#### [Exercise aim]
From the first line to the last, retype the records exactly without their images.

#### [Working data]
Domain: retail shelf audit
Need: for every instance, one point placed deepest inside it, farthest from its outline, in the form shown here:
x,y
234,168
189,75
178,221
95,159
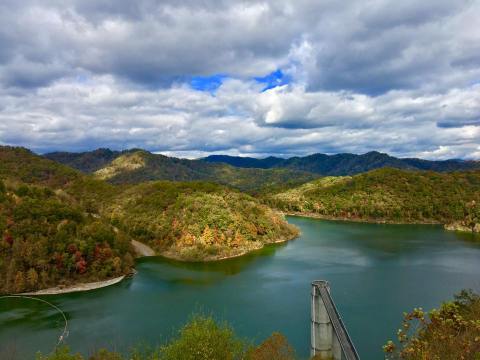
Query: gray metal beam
x,y
329,336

#### [Response to the exercise]
Domain: retail shelf audit
Need: for every instance, one point placed deepest inside it, farthest from its outline, in the form shown here:
x,y
234,168
189,75
178,221
95,159
Query: gray metal beam
x,y
329,336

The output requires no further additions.